EXERCISE DATA:
******

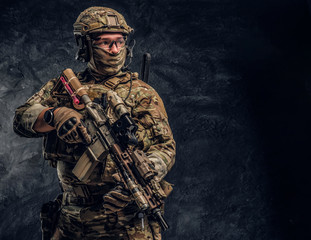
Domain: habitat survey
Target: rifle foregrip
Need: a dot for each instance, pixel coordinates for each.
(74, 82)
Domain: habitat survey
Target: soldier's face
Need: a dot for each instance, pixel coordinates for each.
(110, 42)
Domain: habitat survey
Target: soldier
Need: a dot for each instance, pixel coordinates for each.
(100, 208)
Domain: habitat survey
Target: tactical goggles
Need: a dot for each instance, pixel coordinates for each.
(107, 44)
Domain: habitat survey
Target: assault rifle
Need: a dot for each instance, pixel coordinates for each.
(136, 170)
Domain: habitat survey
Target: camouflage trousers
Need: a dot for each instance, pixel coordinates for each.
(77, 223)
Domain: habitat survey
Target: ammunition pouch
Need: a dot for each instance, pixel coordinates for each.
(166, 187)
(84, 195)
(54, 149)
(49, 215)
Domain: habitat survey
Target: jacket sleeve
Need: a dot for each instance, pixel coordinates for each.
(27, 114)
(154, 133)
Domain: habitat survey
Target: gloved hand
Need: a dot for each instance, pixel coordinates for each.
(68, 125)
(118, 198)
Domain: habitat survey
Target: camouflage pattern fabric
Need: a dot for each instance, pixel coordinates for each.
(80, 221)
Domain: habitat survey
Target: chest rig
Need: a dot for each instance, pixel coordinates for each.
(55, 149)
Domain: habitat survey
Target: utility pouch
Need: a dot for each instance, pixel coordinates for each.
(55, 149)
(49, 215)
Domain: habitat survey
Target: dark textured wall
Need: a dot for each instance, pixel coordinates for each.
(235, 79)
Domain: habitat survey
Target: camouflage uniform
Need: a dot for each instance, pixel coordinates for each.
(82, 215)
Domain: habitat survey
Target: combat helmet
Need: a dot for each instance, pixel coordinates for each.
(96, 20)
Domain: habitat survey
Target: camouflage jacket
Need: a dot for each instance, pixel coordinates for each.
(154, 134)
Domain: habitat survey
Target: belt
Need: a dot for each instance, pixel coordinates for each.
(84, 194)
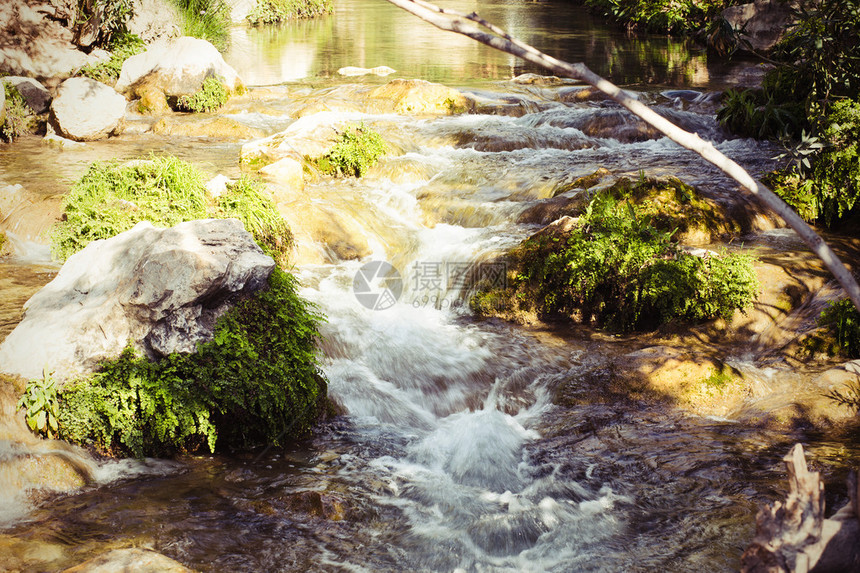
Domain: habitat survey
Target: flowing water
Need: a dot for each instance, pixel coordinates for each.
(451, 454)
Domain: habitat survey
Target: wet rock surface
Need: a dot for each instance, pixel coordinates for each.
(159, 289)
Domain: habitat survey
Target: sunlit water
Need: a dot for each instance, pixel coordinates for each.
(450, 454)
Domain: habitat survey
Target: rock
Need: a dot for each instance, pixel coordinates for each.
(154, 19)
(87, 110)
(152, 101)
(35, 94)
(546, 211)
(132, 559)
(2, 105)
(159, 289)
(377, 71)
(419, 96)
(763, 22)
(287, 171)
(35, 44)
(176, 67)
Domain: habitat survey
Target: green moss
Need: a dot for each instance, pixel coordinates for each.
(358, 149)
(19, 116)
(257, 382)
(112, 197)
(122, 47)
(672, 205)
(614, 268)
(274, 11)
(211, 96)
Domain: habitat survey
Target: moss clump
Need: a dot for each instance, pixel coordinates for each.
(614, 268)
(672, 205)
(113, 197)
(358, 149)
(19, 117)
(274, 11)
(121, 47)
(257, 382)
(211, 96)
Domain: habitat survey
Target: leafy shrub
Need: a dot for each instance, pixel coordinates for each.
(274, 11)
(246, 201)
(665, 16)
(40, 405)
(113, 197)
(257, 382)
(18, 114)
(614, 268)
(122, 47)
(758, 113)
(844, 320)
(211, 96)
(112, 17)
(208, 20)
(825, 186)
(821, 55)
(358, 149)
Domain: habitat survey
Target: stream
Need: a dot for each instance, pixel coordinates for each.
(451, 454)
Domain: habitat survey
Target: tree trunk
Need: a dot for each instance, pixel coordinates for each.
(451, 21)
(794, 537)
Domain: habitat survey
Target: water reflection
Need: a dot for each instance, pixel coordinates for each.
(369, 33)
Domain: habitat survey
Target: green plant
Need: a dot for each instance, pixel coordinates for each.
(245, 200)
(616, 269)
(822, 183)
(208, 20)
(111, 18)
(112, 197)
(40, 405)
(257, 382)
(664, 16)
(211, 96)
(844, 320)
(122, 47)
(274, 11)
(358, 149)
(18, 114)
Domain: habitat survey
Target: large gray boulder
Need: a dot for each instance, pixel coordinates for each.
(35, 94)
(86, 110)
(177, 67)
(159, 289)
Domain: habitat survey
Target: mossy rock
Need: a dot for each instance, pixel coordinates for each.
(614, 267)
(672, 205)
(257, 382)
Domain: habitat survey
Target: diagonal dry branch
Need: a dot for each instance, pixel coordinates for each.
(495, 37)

******

SHORT TASK:
Quote each entry above verbatim and drop the pictures.

FINAL RESULT:
Domain: habitat survey
Target: rifle foregrip
Need: a dot for each instance, pixel coordinates for each.
(74, 82)
Domain: habitat survey
Target: soldier's face
Need: a dot for each instance, pixel coordinates for each.
(110, 42)
Domain: habitat survey
Target: soldier
Need: a dot for each instance, pixel coordinates for each.
(100, 208)
Domain: habitat survey
Target: tactical goggles
Need: a dot for each instance, pixel coordinates for each.
(107, 44)
Domain: habitat survey
Target: assault rifle
Need: a dot for each instance, pixel coordinates for each.
(136, 170)
Domain: habitat survey
Target: camouflage trousers
Need: a dot for each instance, pixel coordinates for each.
(77, 223)
Domain: habitat survey
Target: ammunition pouch
Need: a dot for each instance, pixel coordinates for each.
(166, 187)
(84, 195)
(54, 149)
(49, 215)
Domain: habitat survey
Target: jacket sleeve
Need: a dot for each instance, pixel coordinates for each.
(27, 114)
(154, 133)
Domain: habitat survey
Target: gloved hand
Need: a dot for each instance, pixel coordinates for each.
(68, 125)
(118, 198)
Domain: habitat survey
Target: camouflage pattern fabric
Need: a dot for each instance, pixel coordinates for each.
(80, 221)
Domain: habitat survey
Target: chest rig
Need: a dot for each instance, pixel coordinates for each.
(55, 149)
Domain: habitat survey
Target: utility pouch
Need: a dot for each instance, pixel coordinates for each.
(55, 149)
(49, 215)
Domain: habitat survey
Target: dark textured wall
Need: a dot for each instance, pixel coordinates for each.
(235, 79)
Domain: habitat survey
Target: camouflage uniform
Need: a dot for each instance, pixel coordinates for each.
(82, 215)
Domain: habitat survey
Target: combat helmet
Need: a dot for each instance, pixel coordinates for each.
(96, 20)
Domain: habitat survey
Target: camouflage jacket
Need: a dot for each instance, pixel coordinates for each.
(154, 134)
Domain: habitat survey
Target: belt
Need: a dot for each instance, pixel coordinates for each.
(84, 194)
Domain: habitat survey
Target: flowing water
Need: a dot for each instance, pixel coordinates for each.
(451, 454)
Domain: habitat survey
Target: wet rock surface
Need: a dot for each instance, pixel coordinates for each.
(159, 289)
Domain: habitat survey
Target: sunlit water
Need: a dot for each instance, pixel coordinates for each.
(450, 454)
Domain: habitat survey
Target: rock
Need: a dot for each instance, pixel coordinates for each.
(154, 19)
(87, 110)
(152, 101)
(35, 94)
(546, 211)
(132, 559)
(2, 105)
(159, 289)
(377, 71)
(419, 96)
(763, 22)
(287, 171)
(35, 44)
(176, 67)
Domain: habitat survey
Target: green moss
Need: a dot for each instance, pixel coordinates for each.
(358, 149)
(19, 116)
(257, 382)
(112, 197)
(122, 47)
(672, 205)
(614, 268)
(274, 11)
(211, 96)
Domain: habitat survey
Target: moss clump
Need: a dot for each instance, pixel coordinates for each.
(614, 268)
(672, 205)
(113, 197)
(358, 149)
(19, 117)
(274, 11)
(121, 47)
(257, 382)
(211, 96)
Domain: habitat survey
Target: leafy shrub
Need: a dot for each instance, pixel coordinates for each.
(274, 11)
(246, 201)
(665, 16)
(40, 405)
(113, 197)
(257, 382)
(18, 114)
(614, 268)
(122, 47)
(758, 113)
(844, 320)
(211, 96)
(112, 17)
(208, 20)
(825, 186)
(821, 55)
(358, 149)
Domain: habitat survey
Target: stream
Need: a dot for each instance, pixel coordinates for each.
(451, 454)
Domain: habitat survey
Target: tree trunk
Need: a dot for each instance, pixel coordinates for each.
(451, 21)
(794, 537)
Domain: habitat survey
Target: water reflection
Need: a dot for each instance, pixel coordinates for each.
(369, 33)
Domain: habitat survey
Target: green plant
Need: a dot for each instance, pixel coordinates for each.
(245, 200)
(616, 269)
(822, 183)
(208, 20)
(111, 18)
(112, 197)
(40, 405)
(257, 382)
(664, 16)
(211, 96)
(844, 320)
(122, 47)
(274, 11)
(358, 149)
(18, 114)
Domain: habitat survey
Target: large gray boulder
Need: a dot for each instance, pixel coordinates for each.
(35, 94)
(86, 110)
(177, 67)
(159, 289)
Domain: habitat survey
Target: mossy rock
Need: a dot for each instance, pixel coordinates for each.
(614, 267)
(672, 205)
(257, 382)
Domain: habitat survey
Target: diagonal dry branch
Need: a dot for each instance, pixel coordinates for each.
(495, 37)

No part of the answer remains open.